== TEKS YANG DISEDIAKAN ==
Pengembangan model dilakukan, mengingat
belum ada insrumen-instrumen yang digunakan
sebagai pegangan untuk meningkatkan kinerja
fakultas (program studi) yang telah teruji
keefektifitasnya secara empiris. Oleh karena itu,
melalui pengembangan model ini akan terlihat
secara nyata bagaimana cara dan strategi yang
ditempuh untuk meningkatkan peran dosen
dalam pengembangan materi perkuliahan,
sehingga mahasiswa terlayani kebutuhannya
secara individual berdasarkan potensi masing-
masing dan meningkatkan prestasi akademis
mahasiswa
Rasionalitas lain tentang pentingnya
penelitian ini adalah perkembangan Program studi
dilingkungan perguruan tinggi FKIP Unhalu, maka
dipandang memiliki keutamaan terutama;
1. Memberikan terobosan baru pembelajaran yang
mampu menumbuhkan semangat dan
kepercayaan diri mahasiswa sehingga tercipta
lingkunga kampus yang harmonis.
2. Menerapkan pendekatan dan strategi
pembelajaran bermakna dalam mengedepankan
proses interaksi sosial antara dosen dan
mahasiswa sehingga tumbuh kecerdasan social.
3. Model pendidikan dan pembelajaran bermakna
membantu dosen dalam mengelola proses
pembelajaran menjadi lebih faktual, efisien dan
efektif, terutama dalam membangun/
mengkonstruksi kemampuan mahasiswa yang
dapat berpikir ekonomis dan ekonom yang
berpikir pendidik.
4. Memberikan kontribusi bagi Indonesia dalam
mengatasi ketimpangan sosial dan memberikan
model instrumen pengukuran yang dapat
dijadikan pilihan dalam mengidentifikasi
indikator-indikator kualitas fakultas.
5. Urgensi lain dari penelitian ini adalah berupa
luaran yang hendak dihasilkan dalam penelitian
ini, yaitu; a. penelitian ini adalah bagian dari
rencana program studi pendidikan ilmu
pengetahuan sosial (Ekonomi) FKIP Unhalu,
dalam rangka pengembangan kemampuan
penelitian Dosen terutama produk atau luaran
dari penelitian ini berupa pemodelan instrumen
kualitas pengajaran fakultas (program studi
pendidikan ekonomi);
23
TINJAUAN PUSTAKA
Kinerja diartikan sebagai hasil kerja
yang dapat dicapai dalam priode waktu tertentu.

== CUPLIKAN ENTRI ==
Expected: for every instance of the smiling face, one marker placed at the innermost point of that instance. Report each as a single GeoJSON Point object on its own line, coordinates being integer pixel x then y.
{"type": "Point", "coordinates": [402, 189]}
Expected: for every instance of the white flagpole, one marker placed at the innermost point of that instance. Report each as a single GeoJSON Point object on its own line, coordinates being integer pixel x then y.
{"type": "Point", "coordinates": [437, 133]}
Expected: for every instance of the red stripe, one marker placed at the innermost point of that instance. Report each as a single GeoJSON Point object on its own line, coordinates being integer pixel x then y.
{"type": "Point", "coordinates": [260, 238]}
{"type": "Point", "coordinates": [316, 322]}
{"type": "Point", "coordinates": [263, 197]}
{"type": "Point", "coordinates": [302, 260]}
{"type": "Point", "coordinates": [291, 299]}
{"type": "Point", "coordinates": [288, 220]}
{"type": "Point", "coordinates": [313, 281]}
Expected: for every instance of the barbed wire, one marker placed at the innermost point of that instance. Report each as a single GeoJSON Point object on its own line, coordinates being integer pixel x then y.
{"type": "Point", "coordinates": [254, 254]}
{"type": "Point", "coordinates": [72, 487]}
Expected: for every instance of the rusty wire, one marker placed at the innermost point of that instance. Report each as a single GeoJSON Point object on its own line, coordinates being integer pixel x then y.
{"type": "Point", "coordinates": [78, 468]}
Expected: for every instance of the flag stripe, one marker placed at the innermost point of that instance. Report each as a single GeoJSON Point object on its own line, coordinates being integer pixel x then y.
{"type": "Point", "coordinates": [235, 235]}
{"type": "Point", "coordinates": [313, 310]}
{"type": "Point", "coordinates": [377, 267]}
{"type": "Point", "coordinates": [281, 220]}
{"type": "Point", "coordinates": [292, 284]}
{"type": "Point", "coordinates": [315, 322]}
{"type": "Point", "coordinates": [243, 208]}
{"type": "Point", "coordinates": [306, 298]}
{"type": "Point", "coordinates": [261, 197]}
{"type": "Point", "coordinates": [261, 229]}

== TUGAS TERTULIS ==
A - Dalam teks tentang kinerja fakultas, penelitian ini disebut sebagai bagian dari rencana program studi apa?
B - Teruskan teks tentang kinerja fakultas setelah kalimat terakhirnya.
Entri-entri di atas tidak diperlukan.

== JAWABAN TERTULIS ==
A - Program studi pendidikan ilmu pengetahuan sosial (Ekonomi) FKIP Unhalu.

B -
Menurut Caster dan Gulledge (1999) dalam
Haryanto (2009: 152) bahwa secara akademis,
kinerja diartikan sebagai nilai-nilai akademis
yang dapat dicapai oleh mahasiswa dalam priode
waktu tertentu, biasanya dalam kurun waktu satu
semester.
Studi mengenai sikap merupakan studi
yang penting dalam bidang psikologi sosial.
Konsep tentang sikap sendiri telah melahirkan
berbagai macam pengertian diantara para ahli
psikologi. Sikap pada awalnya diartikan sebagai
suatu syarat untuk munculnya suatu tindakan.
Konsep itu kemudian berkembang semakin luas
dan digunakan untuk menggambarkan adanya
suatu niat yang khusus atau umum, berkaitan
dengan kontrol terhadap respon pada keadaan
tertentu.
Sikap sebagai kesediaan yang diarahkan
untuk menilai atau menanggapi sesuatu.
Kesiapan yang dimaksudkan merupakan
kecenderungan yang potensial untuk bereaksi
dengan cara tertentu apabila individu dihadapkan
pada suatu stimulus yang menghendaki adanya
respon. Dasar pemikiran ini bahwa suatu sikap
merupakan konstelasi komponen kognitif, afektif
dan konatif yang saling berinteraksi di dalam
memahami, merasakan dan berperilaku terhadap
suatu objek. Sejalan dengan itu menurut Secord dan
Bacman (1964) dalam Mueller (1996) membagi
sikap menjadi tiga komponen yang dijelaskan
sebagai berikut:
a. Komponen kognitif, adalah komponen yang
terdiri dari pengetahuan Pengetahuan inilah
yang akan membentuk keyakinan dan
pendapat tertentu tentang objek sikap.
b. Komponen afektif, adalah komponen yang
berhubungannya dengan perasaan senang
atau tidak senang, sehingga bersifat evaluatif.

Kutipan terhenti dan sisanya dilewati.